PARTS OF THE EXERCISE
A) Answer these questions about the specification excerpt:
(i) Which HTTP status code is returned for validation failure?
(ii) Which PostgreSQL extensions are listed as optional?
(iii) Which endpoint is given for GDPR Art. 15?
B) Transcribe the part of the specification excerpt starting with "- **Unit tests**" and going on through "PostgreSQL + Tantivy.".
C) Pick up the specification excerpt after its last shown sentence and continue writing it.

══ DOCUMENT EXCERPT

HTTP status codes follow REST conventions: `409` for duplicate
detection on create, `422` for validation failure.
## 10. Persistence
PostgreSQL 18+ via SeaORM. Schema overview:
[`agents/share/postgresql.md`](../agents/share/postgresql.md).
### 10.1 Tables (12+)
`persons`, `person_names`, `person_identifiers`, `person_addresses`,
`person_contacts`, `person_links`, `organizations`,
`organization_addresses`, `organization_contacts`,
`organization_identifiers`, `person_match_scores`, `audit_log`.
### 10.2 Extensions
Required: `pg_stat_statements`, `uuid-ossp`, `pgcrypto`, `pg_trgm`,
`citext`, `unaccent`. Optional: `pg_vector`, `postgis`.
### 10.3 Connection pooling
Configurable min / max via env (`DATABASE_MIN_CONNECTIONS` /
`DATABASE_MAX_CONNECTIONS`). Soft delete is application-level (`active`
flag); audit triggers retain history.
## 11. Testing Strategy
Layered: [`AGENTS/testing.md`](AGENTS/testing.md).
- **Unit tests** — embedded `#[cfg(test)]` modules; matching, phonetic,
scoring, validation, privacy, models. ~100 tests.
- **Integration tests** — `tests/`; full HTTP request/response cycles
against real PostgreSQL + Tantivy.
- **Benchmarks** — Criterion suites for matching, search, validation.
- **CI** — `test.yml`, `quality.yml` (`fmt --check` + `clippy`),
`security.yml`.
## 12. Compliance
| HIPAA | Audit log, access tracking, encryption-at-rest (DB), soft delete |
| GDPR Art. 15 | `GET /api/persons/{id}/export` |
| GDPR Art. 17 | Soft delete + consent revocation |
| HL7 FHIR R5 | Person resource bidirectional conversion |
| ISO/IEC 27001 | Operational controls (deployment-side) |
| ISO/IEC 42001:2023 | AIMS controls (where matcher tuning is ML-driven) |
Healthcare-specific:
[`agents/share/compliance-for-healthcare.md`](../agents/share/compliance-for-healthcare.md).
Technology compliance:
[`agents/share/compliance-for-technology.md`](../agents/share/compliance-for-technology.md).
## 13. Tasks
Spec-driven work breakdown. Each task has an acceptance criterion;
tick the box when an automated test or clearly described manual check
confirms the criterion is met. Tasks small enough to land in a single
PR; split larger tasks (`T-12a`, `T-12b`).
- [ ] **T-1 — Wire JWT middleware on `/api/*`.**
- [ ] Add `jsonwebtoken` validator extractor.
- [ ] Reject unauthenticated requests with `401`.
- **Acceptance:** integration test posts without a token → `401`;
posts with a valid signed token → `2xx`.
- [ ] **T-2 — Production Fluvio publisher.**
- [ ] Implement `FluvioEventPublisher : EventProducer` behind
feature flag `fluvio`.

════
══ DATA SUPPLIED

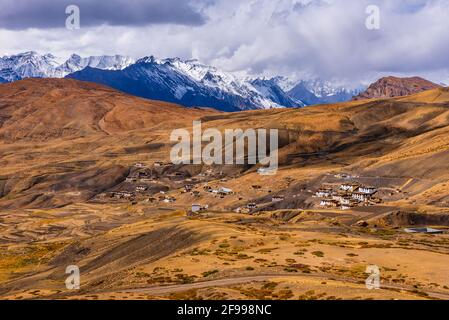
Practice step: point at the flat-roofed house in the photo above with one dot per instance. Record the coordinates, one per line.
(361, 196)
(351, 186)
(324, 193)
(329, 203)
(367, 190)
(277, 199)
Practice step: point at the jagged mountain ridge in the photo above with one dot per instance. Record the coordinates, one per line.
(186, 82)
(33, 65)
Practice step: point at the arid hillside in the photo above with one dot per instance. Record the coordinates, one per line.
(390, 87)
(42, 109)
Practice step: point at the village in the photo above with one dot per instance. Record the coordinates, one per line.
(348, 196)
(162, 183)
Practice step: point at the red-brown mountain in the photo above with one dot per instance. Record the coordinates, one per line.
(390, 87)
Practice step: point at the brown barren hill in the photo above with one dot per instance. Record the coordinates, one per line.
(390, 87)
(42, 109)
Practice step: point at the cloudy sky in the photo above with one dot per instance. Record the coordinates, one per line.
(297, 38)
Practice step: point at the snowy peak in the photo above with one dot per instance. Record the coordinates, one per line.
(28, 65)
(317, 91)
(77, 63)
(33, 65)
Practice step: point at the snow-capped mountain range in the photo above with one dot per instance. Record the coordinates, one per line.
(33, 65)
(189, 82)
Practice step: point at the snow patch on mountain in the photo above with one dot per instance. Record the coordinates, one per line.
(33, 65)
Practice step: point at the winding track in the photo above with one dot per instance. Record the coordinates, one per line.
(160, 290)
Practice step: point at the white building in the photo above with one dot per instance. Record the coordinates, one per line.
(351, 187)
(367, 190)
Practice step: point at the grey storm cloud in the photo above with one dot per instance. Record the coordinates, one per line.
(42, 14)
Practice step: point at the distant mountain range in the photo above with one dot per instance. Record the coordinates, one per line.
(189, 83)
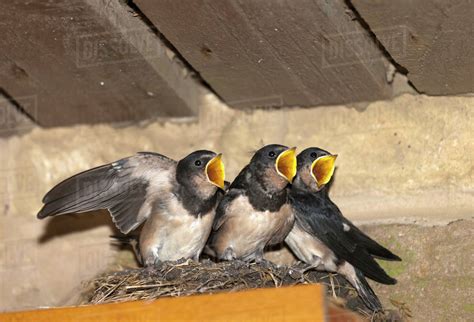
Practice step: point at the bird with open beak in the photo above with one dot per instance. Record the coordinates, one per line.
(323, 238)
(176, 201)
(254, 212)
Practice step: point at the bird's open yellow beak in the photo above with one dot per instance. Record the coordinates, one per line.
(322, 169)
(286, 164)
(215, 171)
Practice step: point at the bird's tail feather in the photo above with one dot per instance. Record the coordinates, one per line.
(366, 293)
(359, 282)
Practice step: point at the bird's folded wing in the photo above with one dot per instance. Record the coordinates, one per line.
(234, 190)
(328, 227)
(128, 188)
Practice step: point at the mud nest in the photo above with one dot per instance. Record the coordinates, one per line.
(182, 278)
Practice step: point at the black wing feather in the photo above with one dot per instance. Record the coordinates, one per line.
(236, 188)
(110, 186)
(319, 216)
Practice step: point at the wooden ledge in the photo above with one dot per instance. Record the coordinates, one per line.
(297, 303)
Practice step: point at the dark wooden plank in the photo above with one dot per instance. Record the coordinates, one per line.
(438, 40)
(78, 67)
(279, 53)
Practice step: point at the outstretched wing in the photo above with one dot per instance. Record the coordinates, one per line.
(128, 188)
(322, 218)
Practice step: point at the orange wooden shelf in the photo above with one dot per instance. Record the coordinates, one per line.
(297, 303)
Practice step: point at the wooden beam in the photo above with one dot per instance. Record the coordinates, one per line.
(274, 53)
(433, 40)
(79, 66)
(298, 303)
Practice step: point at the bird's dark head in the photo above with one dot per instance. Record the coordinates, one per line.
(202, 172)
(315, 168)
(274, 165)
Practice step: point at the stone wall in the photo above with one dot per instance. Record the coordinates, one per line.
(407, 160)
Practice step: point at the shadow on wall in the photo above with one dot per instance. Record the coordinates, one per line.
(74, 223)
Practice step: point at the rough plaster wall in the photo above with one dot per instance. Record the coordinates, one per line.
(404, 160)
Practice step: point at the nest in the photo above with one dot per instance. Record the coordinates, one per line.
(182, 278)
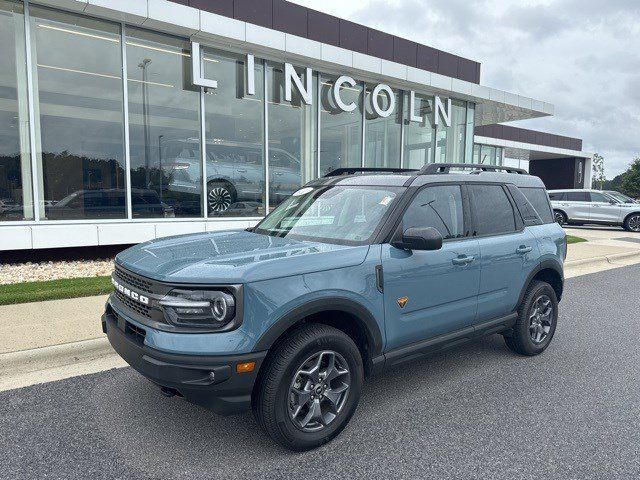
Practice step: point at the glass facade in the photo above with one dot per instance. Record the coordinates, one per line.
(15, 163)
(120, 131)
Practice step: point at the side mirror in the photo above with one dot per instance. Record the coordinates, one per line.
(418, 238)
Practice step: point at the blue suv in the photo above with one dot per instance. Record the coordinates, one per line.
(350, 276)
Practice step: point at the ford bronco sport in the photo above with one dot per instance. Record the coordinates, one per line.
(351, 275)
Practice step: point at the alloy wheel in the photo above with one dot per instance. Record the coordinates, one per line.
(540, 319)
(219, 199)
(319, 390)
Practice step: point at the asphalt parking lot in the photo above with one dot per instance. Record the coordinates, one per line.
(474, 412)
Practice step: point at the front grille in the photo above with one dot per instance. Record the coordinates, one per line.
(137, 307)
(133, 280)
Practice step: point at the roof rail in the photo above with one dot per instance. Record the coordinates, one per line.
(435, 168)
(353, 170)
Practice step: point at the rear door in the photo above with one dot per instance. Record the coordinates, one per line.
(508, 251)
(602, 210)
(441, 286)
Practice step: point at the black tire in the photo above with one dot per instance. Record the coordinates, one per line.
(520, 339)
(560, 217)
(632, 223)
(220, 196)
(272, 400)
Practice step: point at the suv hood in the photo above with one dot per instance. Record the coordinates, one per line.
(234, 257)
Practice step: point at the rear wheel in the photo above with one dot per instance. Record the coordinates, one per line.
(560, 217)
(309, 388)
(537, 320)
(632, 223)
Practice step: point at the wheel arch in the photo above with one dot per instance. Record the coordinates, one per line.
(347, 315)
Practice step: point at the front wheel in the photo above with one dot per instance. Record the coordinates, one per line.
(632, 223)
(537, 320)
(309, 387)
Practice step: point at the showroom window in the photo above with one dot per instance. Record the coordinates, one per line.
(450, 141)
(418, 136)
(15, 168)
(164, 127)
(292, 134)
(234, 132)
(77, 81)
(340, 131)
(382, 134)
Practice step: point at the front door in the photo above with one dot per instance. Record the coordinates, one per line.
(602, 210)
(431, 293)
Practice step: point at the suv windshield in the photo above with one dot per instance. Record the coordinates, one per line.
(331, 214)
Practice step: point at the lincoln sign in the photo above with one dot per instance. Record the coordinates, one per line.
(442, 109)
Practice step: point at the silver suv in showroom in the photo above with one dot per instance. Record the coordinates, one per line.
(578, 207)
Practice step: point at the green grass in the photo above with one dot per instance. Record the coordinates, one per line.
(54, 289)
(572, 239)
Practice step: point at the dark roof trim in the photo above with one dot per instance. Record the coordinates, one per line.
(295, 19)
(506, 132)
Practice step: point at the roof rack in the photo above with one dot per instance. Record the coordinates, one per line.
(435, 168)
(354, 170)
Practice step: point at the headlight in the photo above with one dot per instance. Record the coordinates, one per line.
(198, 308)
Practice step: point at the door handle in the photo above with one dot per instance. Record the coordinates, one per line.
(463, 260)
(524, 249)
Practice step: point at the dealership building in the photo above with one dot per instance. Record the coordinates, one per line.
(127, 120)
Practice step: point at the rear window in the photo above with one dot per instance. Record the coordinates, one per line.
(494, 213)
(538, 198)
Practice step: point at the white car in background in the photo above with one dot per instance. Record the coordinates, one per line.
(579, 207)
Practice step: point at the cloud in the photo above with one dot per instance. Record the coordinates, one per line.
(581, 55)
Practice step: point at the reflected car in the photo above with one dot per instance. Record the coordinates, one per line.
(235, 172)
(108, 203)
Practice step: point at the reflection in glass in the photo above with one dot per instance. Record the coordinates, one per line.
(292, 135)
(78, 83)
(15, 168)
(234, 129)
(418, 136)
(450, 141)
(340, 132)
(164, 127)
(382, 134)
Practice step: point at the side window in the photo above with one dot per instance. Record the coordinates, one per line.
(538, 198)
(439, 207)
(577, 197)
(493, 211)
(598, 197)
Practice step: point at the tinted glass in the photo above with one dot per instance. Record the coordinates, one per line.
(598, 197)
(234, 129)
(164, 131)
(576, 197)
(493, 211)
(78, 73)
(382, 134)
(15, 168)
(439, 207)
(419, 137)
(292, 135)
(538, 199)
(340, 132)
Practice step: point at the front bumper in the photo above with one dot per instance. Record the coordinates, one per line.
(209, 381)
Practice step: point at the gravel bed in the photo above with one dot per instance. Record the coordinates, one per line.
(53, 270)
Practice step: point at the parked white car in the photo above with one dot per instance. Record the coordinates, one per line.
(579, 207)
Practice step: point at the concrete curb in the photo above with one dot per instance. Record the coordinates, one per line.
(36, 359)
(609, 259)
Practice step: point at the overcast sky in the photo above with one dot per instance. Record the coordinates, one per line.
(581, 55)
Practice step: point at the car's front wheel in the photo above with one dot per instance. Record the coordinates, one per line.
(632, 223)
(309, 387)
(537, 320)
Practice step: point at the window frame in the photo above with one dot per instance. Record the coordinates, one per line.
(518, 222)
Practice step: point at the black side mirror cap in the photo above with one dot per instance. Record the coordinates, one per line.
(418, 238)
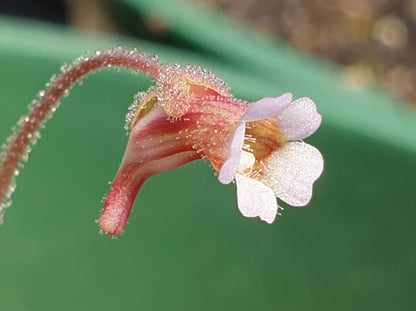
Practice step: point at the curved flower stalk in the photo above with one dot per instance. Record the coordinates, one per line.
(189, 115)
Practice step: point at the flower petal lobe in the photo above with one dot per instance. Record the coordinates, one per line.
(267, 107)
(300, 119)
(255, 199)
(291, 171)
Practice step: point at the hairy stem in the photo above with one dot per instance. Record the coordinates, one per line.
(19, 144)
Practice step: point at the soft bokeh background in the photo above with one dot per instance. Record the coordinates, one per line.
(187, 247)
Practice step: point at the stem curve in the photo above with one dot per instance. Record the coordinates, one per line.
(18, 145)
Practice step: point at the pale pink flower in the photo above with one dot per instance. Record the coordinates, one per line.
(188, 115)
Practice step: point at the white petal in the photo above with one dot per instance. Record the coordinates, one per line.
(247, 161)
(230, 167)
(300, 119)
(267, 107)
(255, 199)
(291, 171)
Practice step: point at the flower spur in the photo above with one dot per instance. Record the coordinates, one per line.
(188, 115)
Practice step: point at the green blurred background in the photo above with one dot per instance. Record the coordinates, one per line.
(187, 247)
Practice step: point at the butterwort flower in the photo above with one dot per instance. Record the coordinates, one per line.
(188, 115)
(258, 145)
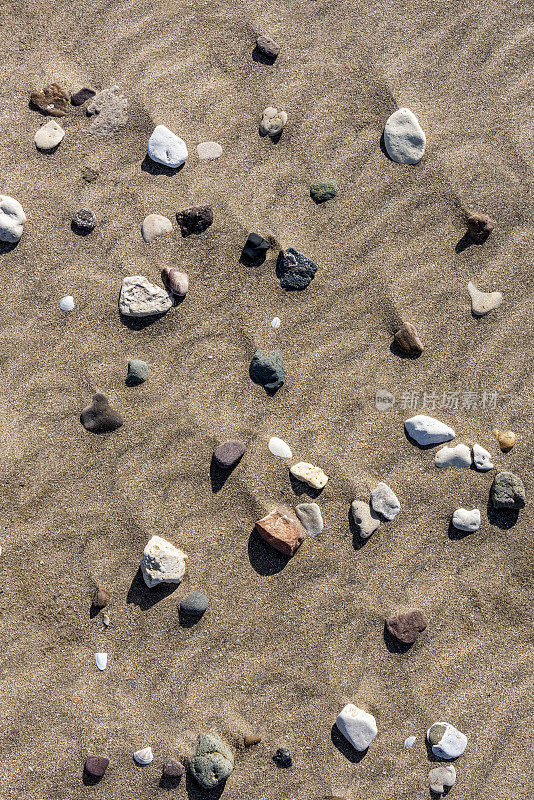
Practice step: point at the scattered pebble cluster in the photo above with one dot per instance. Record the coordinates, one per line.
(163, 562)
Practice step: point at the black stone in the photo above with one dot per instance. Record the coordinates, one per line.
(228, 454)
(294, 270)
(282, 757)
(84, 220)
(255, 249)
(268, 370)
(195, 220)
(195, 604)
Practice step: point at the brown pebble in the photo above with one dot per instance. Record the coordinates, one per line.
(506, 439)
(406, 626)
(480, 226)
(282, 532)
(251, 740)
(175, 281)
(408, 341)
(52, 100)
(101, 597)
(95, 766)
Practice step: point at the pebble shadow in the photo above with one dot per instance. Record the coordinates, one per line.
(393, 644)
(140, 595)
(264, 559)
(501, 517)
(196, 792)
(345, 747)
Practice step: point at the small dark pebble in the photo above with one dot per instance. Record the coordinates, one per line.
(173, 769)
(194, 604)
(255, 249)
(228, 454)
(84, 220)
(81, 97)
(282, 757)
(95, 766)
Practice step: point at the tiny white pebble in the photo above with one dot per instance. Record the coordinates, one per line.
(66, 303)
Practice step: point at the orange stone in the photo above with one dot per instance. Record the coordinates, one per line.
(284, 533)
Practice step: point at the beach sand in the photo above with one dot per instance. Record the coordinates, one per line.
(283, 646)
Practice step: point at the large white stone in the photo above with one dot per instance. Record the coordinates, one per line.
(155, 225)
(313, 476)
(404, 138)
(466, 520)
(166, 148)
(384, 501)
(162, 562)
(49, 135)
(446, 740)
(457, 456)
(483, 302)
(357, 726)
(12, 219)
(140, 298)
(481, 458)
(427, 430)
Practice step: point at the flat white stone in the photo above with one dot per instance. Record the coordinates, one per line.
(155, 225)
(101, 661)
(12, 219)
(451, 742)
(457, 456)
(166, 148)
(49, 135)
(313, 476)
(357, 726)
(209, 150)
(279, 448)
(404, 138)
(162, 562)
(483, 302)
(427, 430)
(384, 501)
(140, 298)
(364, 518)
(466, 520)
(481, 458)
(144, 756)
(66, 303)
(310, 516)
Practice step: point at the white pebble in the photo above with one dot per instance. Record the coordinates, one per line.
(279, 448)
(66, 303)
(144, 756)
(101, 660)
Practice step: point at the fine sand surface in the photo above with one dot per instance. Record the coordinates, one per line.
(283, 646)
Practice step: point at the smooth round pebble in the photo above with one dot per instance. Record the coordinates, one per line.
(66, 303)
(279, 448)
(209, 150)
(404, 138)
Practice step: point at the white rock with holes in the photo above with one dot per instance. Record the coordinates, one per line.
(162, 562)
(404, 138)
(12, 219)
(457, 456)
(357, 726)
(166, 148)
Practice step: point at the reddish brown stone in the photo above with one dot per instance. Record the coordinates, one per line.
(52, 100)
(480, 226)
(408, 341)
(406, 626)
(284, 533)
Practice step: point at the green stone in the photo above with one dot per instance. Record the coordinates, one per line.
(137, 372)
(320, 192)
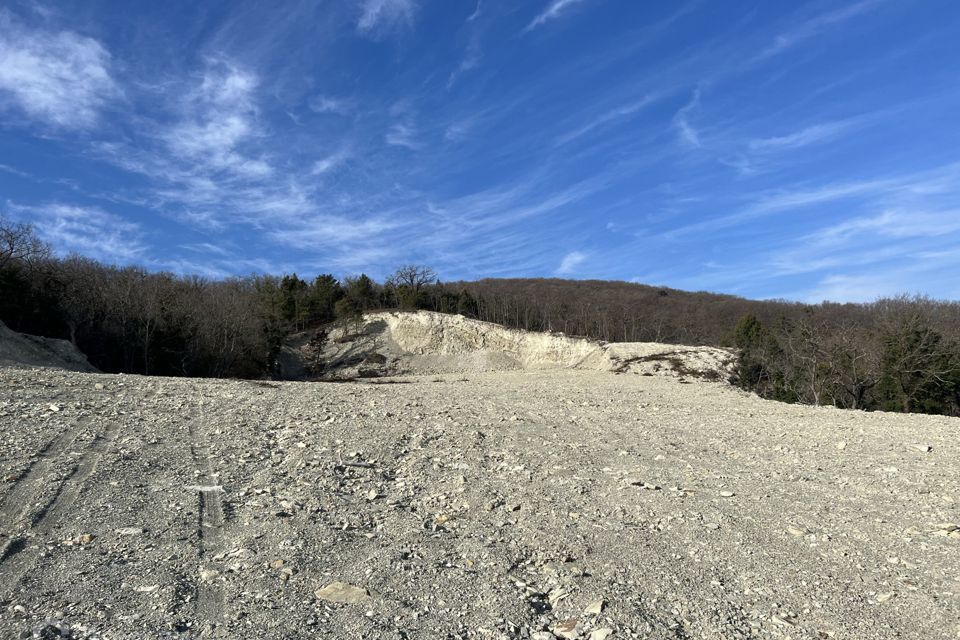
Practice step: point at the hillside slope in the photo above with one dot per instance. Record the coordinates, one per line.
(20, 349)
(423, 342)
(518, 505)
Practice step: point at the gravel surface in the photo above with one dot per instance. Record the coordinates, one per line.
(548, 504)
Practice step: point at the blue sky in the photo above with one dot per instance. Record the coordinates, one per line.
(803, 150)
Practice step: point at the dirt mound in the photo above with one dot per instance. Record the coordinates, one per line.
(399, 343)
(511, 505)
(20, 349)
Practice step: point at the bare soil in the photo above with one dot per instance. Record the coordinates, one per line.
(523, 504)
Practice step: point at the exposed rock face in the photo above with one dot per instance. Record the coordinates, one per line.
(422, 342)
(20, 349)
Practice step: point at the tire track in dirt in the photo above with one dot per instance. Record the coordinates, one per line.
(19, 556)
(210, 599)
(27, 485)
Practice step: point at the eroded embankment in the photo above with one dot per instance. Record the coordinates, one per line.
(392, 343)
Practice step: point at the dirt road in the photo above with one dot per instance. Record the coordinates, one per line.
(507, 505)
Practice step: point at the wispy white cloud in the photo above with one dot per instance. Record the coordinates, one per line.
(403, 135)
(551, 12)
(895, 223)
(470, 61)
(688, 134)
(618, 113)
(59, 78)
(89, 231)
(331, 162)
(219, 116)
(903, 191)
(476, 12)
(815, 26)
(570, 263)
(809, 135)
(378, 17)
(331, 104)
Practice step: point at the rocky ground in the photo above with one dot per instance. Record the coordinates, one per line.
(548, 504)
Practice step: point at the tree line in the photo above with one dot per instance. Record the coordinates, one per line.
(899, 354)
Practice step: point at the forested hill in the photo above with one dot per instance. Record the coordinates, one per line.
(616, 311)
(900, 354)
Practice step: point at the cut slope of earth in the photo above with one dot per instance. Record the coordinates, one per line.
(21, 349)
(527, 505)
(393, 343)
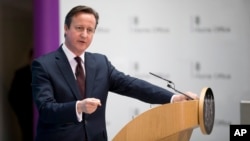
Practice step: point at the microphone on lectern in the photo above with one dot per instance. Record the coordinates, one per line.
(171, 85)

════

SET OF ANSWERS
A)
(i) `422`
(ii) `pg_vector` and `postgis`
(iii) `GET /api/persons/{id}/export`

B)
- **Unit tests** — embedded `#[cfg(test)]` modules; matching, phonetic,
scoring, validation, privacy, models. ~100 tests.
- **Integration tests** — `tests/`; full HTTP request/response cycles
against real PostgreSQL + Tantivy.

C)
- [ ] Document failover behaviour when the broker is unreachable.
- **Acceptance:** integration test against a local Fluvio broker
publishes a `PersonCreated` event end-to-end.
- [ ] **T-3 — Complete FHIR bundle handling.**
- [ ] `Bundle` GET / POST / search wrapping.
- [ ] OperationOutcome on malformed bundles.
- **Acceptance:** Touchstone FHIR validator passes on a sample
bundle round-trip.
- [ ] **T-4 — FHIR capability statement endpoint.**
- [ ] `GET /fhir/metadata` returns a CapabilityStatement listing
supported resources + interactions.
- **Acceptance:** schema check against R5 CapabilityStatement.
- [ ] **T-5 — Dedup / merge / privacy integration tests.**
- [ ] Real-time dedup on create.
- [ ] Batch dedup + auto-merge.
- [ ] Mask + export round-trip.
- **Acceptance:** `cargo test --test api_integration_test` covers
all three workflows.
- [ ] **T-6 — gRPC implementation.**
- [ ] Promote stub to a working Tonic server mirroring REST CRUD.
- **Acceptance:** `grpcurl` against `PersonService.GetPerson`
round-trips a record.
- [ ] **T-7 — Spec-drift CI check.**
- [ ] Fail PR if `src/matching/**` or `src/models/person.rs`
changes without a `spec.md` edit (allowlist in `.spec-allow`).
- **Acceptance:** `bash scripts/spec-drift-check.sh main HEAD`
exits non-zero on a code-only PR.
- [ ] **T-8 — `db::audit` rename clean-up.**
- [ ] Verify no `patient`-era symbols remain in `src/db/audit.rs`.
- **Acceptance:** `cargo check --lib` passes clean; `grep -ri
'patient' src/db/` returns no matches.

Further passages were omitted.